-- start Extract to read --
Skip to content

Implementation Overview

Jukka Lehtosalo edited this page Jun 30, 2022 · 16 revisions

This is a general introduction to the mypy implementation. The linked subpages have more detailed information. The file links point to the mypy git repository.

Structure of the type checker

The main entry point of mypy is mypy/main.py. This file is responsible for parsing the config file, parsing command line options, and handling other related boilerplate.

The flow of execution is then passed off to the Build Manager (mypy/build.py), which is responsible for coordinating a build, managing dependencies between modules, and performing compilation passes in the correct order.

The build manager will then perform several passes over each module to typecheck them (see the process_graph function for more details).

The build manager ensure that before we process a module, all imported modules have been processed first. If there are cyclic import dependencies, each such strongly connected component (SCC) is processed together.

Common passes (click the links in bold for more details):

  1. Python Parser (mypy/parse.py, mypy/fastparse.py)
    • Uses the stdlib ast module (or typed_ast on Python 3.7 and earlier) to build an abstract syntax tree (AST).
    • The typed_ast library is nearly identical to CPython's "ast" module except that it has support for parsing things like type comments that is not supported by the ast module of earlier Python versions.
    • The mypy AST is then converted into mypy-specific AST (parse tree), which is defined in the files mypy/nodes.py and mypy/types.py.
-- end Extract to read --
-- start Stored rows --
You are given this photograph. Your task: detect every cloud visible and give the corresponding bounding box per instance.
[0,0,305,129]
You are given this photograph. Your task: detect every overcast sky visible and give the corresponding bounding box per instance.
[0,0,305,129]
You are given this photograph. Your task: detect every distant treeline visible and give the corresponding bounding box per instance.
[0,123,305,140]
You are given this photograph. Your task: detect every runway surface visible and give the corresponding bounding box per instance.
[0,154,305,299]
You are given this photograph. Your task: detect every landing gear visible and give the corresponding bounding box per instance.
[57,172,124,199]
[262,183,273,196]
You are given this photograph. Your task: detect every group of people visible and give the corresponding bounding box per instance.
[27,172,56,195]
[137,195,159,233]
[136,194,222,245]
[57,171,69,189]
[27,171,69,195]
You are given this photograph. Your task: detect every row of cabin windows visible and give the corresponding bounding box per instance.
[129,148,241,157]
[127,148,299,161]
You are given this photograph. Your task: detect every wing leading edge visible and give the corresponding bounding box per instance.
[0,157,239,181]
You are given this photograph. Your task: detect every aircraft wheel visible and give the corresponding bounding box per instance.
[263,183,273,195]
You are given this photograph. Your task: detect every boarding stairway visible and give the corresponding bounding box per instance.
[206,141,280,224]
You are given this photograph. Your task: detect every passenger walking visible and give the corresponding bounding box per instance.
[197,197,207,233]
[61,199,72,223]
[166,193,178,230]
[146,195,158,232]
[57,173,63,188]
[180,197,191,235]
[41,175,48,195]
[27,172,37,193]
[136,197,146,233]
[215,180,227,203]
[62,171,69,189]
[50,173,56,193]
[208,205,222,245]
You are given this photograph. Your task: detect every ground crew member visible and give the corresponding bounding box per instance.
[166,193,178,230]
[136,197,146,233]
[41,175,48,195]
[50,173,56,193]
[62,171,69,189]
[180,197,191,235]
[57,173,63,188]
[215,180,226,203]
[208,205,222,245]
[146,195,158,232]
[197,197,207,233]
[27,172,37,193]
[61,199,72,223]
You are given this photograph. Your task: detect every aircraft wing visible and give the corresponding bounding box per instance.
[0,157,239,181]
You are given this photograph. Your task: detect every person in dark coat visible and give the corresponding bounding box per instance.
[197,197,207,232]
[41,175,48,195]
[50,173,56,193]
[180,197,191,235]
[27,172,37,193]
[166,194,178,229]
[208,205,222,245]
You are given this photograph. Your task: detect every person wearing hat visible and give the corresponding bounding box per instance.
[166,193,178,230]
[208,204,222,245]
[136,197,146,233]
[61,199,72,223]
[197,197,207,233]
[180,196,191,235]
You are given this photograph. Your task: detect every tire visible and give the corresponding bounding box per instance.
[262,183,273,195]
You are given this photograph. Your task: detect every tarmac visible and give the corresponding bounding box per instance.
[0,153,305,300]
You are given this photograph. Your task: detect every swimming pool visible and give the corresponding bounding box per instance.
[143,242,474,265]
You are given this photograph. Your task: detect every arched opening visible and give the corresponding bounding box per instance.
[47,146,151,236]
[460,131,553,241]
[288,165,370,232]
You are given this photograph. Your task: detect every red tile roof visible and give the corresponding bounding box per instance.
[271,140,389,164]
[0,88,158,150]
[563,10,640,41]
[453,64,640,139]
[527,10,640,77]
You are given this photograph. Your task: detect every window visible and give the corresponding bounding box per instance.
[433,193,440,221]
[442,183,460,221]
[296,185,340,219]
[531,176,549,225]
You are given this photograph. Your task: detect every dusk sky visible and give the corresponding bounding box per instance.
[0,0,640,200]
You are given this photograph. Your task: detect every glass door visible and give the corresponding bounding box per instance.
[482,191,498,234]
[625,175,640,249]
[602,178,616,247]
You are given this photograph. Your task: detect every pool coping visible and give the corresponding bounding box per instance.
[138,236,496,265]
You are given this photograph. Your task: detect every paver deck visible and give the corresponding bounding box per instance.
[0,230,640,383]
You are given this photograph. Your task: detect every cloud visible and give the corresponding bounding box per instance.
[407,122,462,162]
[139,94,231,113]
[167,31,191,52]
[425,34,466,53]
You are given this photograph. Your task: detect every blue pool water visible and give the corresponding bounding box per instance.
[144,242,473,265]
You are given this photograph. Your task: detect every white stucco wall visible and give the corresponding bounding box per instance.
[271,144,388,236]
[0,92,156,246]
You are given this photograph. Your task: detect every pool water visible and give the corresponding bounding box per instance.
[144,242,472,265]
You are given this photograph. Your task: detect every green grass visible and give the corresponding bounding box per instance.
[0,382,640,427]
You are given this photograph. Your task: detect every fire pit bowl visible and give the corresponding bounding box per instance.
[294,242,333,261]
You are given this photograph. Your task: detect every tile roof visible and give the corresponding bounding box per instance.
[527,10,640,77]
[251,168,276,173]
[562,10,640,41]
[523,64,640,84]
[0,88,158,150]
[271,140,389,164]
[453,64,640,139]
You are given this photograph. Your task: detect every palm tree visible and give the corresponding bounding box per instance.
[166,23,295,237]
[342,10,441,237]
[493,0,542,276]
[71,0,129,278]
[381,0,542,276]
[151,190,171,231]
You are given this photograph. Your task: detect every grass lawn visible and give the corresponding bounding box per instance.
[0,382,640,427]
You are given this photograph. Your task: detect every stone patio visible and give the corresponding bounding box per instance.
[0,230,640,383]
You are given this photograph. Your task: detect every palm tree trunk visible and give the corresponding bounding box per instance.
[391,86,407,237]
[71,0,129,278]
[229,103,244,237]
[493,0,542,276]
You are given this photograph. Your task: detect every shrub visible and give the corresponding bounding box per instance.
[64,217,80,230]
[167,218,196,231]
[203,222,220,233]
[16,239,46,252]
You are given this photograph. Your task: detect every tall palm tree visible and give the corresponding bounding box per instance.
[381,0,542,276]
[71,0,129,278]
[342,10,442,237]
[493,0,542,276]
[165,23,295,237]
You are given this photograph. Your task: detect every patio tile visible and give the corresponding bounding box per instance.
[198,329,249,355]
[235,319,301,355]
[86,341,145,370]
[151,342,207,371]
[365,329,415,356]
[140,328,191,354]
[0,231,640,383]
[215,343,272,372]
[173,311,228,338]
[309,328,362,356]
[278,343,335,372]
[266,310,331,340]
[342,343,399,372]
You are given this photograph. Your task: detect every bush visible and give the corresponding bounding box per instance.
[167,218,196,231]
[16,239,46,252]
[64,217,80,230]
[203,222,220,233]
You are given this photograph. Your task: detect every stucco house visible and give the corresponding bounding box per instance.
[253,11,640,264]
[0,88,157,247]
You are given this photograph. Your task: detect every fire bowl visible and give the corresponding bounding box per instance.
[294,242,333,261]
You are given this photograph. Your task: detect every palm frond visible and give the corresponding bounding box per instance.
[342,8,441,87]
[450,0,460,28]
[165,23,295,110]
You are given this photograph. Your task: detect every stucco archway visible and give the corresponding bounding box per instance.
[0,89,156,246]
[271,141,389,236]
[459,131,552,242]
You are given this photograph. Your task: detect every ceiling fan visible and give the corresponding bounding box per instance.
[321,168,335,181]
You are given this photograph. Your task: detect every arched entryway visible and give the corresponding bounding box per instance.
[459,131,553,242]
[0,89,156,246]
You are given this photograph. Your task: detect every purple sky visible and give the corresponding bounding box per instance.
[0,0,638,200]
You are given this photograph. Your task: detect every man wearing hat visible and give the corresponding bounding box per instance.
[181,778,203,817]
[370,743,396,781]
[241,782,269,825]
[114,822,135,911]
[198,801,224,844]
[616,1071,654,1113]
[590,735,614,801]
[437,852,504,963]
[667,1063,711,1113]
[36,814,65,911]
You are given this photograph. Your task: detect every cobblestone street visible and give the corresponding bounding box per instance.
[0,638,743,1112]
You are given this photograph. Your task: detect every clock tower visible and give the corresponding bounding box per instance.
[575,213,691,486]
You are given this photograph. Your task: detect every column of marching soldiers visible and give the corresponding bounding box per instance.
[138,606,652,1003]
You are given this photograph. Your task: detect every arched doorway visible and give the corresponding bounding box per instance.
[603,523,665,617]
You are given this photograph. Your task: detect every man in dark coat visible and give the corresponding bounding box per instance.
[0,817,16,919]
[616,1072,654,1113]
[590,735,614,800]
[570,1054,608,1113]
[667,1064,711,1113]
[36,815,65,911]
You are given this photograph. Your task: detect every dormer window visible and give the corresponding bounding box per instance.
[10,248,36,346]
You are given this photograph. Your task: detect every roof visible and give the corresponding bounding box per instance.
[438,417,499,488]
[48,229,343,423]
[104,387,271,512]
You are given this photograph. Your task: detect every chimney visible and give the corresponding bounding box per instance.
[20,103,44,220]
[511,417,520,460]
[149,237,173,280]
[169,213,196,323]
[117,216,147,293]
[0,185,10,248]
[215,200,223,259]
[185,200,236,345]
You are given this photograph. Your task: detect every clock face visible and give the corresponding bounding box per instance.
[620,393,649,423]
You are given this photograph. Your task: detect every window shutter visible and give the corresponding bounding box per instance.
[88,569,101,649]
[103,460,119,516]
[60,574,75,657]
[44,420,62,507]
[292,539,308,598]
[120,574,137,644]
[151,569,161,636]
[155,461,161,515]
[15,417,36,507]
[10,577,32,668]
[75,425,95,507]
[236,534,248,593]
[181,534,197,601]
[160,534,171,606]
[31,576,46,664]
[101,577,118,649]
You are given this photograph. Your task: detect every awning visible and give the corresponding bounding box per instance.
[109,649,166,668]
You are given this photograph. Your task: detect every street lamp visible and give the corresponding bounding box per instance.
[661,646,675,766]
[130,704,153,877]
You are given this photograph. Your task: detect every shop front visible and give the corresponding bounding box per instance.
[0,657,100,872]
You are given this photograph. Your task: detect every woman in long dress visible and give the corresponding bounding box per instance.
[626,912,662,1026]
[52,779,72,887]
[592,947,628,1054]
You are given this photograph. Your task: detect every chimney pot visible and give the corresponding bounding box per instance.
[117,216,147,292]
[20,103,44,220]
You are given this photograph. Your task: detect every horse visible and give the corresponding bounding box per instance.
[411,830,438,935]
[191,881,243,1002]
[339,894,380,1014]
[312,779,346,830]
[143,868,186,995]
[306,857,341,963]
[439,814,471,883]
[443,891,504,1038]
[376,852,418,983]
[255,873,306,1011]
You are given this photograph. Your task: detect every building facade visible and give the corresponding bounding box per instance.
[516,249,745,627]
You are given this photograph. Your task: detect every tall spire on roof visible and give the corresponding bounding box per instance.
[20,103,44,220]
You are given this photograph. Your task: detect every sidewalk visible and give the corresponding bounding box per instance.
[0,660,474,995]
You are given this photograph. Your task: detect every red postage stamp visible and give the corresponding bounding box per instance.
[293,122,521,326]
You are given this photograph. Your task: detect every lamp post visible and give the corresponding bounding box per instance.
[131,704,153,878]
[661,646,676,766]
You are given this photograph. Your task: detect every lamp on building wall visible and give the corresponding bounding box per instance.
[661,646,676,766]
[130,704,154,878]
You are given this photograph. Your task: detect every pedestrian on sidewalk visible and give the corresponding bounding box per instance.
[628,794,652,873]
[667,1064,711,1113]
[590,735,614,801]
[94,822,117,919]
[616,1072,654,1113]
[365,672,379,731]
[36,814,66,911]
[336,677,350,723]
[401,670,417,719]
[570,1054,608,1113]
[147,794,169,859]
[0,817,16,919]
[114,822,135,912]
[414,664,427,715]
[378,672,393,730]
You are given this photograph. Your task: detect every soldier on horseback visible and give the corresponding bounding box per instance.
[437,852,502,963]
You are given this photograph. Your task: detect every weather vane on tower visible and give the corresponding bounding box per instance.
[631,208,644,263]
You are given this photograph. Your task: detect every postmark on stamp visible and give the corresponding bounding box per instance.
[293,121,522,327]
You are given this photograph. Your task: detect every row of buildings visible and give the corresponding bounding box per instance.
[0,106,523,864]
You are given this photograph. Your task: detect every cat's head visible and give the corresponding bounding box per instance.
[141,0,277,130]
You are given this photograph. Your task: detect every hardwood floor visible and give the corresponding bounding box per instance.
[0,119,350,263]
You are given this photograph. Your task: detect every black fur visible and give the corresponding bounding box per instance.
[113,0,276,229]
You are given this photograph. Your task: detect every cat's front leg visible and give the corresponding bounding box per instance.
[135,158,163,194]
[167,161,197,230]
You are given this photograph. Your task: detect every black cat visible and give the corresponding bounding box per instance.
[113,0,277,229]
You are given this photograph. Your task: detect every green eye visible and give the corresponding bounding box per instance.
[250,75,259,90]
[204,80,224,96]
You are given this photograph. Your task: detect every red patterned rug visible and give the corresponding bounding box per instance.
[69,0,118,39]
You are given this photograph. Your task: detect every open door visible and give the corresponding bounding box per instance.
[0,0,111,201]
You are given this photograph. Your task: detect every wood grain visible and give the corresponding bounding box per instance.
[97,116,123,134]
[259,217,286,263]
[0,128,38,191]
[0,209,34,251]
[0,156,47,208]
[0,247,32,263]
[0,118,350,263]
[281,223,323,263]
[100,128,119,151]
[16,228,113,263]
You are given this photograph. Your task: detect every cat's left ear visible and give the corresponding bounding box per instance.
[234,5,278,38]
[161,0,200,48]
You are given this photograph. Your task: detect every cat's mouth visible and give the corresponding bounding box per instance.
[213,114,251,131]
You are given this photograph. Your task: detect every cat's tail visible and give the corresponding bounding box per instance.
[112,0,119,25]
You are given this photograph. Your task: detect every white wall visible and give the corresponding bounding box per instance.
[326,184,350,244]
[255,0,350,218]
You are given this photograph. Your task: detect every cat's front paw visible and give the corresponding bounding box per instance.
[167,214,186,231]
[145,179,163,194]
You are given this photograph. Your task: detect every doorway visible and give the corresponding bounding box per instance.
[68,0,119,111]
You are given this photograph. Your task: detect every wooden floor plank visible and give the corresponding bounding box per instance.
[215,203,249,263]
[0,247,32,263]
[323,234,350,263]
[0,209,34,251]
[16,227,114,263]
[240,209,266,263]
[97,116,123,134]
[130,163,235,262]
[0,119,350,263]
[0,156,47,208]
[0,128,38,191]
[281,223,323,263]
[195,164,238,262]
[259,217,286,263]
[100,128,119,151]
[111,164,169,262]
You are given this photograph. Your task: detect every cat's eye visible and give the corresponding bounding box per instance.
-- end Stored rows --
To be done:
Copy the mypy implementation overview from the words "Jukka Lehtosalo edited" through the words "other related boilerplate.", renaming "boilerplate" to "setup code" throughout. The entries can be ignored.

Output below:
Jukka Lehtosalo edited this page Jun 30, 2022 · 16 revisions

This is a general introduction to the mypy implementation. The linked subpages have more detailed information. The file links point to the mypy git repository.

Structure of the type checker

The main entry point of mypy is mypy/main.py. This file is responsible for parsing the config file, parsing command line options, and handling other related setup code.